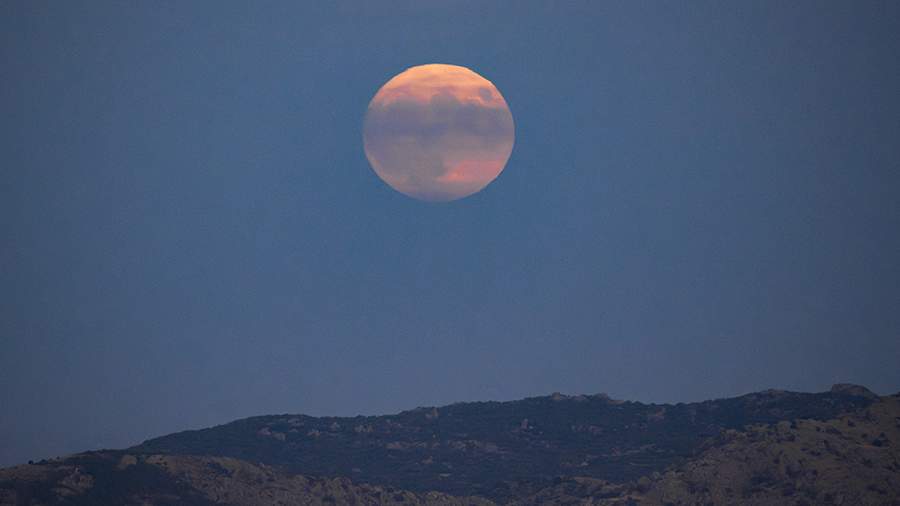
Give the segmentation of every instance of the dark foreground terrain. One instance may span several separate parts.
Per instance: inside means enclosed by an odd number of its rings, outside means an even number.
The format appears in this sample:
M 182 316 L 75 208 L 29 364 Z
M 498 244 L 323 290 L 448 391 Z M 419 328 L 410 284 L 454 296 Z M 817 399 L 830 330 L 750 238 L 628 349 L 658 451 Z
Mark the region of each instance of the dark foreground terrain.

=-=-=

The task — A verbatim transcription of the records, pictures excluded, is the required output.

Written solution —
Give the segmentation of every instance of the dark foreground terrain. One instance may span several separate parts.
Per instance: inside means enclosed by an odd number of its rings, outside means an even number.
The format appears in this sample:
M 182 316 L 75 208 L 29 364 Z
M 498 244 L 323 290 L 448 391 Z M 419 328 L 410 284 L 454 296 Z M 817 399 L 830 330 L 750 238 L 628 349 L 658 451 Z
Mark the region of each instance of the dark foreground terrain.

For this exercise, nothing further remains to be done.